### What you are asked to do
With the pictures left aside, write out the entries that follow exactly.
####
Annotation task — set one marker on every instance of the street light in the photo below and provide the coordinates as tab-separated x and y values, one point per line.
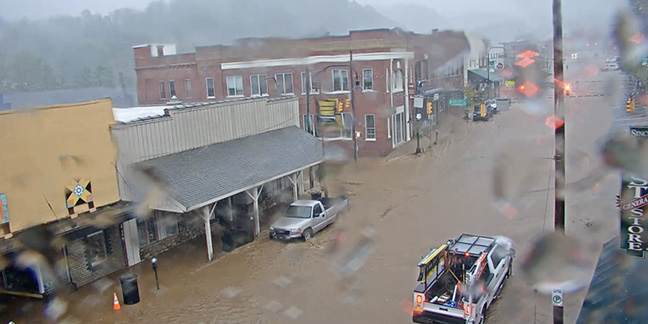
488	65
154	264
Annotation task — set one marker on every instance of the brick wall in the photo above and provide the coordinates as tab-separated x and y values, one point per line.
194	227
82	272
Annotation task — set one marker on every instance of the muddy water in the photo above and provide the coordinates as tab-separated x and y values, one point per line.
413	203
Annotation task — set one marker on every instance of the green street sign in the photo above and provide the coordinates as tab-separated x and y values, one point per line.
458	102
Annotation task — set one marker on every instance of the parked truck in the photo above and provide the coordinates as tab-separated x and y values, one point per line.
304	218
459	280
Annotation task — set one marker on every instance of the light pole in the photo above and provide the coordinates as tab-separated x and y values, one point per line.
488	65
559	137
154	264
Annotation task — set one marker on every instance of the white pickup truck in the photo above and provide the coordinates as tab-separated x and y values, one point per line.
459	280
303	218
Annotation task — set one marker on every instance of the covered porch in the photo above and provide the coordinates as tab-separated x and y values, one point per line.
238	171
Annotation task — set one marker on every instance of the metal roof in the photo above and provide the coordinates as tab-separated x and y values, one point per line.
485	75
617	293
204	175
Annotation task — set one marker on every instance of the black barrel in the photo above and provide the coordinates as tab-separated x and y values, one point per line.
130	292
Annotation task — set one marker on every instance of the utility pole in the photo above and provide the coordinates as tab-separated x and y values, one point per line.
559	139
352	88
310	121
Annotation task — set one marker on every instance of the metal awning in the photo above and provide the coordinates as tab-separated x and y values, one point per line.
483	74
202	176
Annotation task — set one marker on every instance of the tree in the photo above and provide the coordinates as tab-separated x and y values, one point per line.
103	76
28	72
####
### Output for this task
Annotation task — set one marker on every instance of the street light in the photo below and provide the coordinates as tab-separated x and y values, one point per line.
488	65
154	264
Annotation task — set one marker on every instance of the brick wall in the photo above and provide the coordinates as tab-separated x and y values, one point per line.
194	227
82	272
Annotation task — set one marker on every instance of the muddy water in the photo above and provide the coordinates as tab-separated x and y values, one point per line.
413	203
Annotation task — set one marker on every instance of the green street sign in the photo above and provide the coordinates as tab-separated x and y values, one point per line.
458	102
Annotation task — set one marker on every instance of the parked truck in the photo above and provide the coordinates as tab-separated x and y values, one point per line.
304	218
459	280
Annotation task — set one marker on every instance of the light pole in the photo above and provide the coordinates as tab-separated x and y values, one point per line.
488	65
559	137
154	264
Annotation task — set one marker on every instance of the white pickup truck in the photo above and provide the coordinates as tab-separated x and y values, one point per line.
459	280
303	218
Annotation task — set one marker on every instance of the covered porch in the photo above and provide the coordinates as tab-separated x and y values, one point per line.
238	171
Annotation task — set one marker on every instance of the metal roof in the photo above and provide the coordinates as tab-separated x and y values, one point per line.
485	75
617	293
204	175
Annotation task — set one marker on every instance of the black barrel in the photo above and provide the coordinates as tab-separated x and y values, one point per line.
130	292
Annotation task — set one marker on every instance of the utility pole in the photo above and provide the coordinates as tab-separated x and y values, one point per line.
559	139
352	88
310	121
Annotation task — set one marker on every instance of the metal awning in the photo above and provide the coordinates as tab-separated x and y values, one point per line.
483	74
202	176
Annotation task — set one marker on every instance of the tree in the photo above and provide the coordinates as tab-separated x and y values, one point per line.
103	76
28	72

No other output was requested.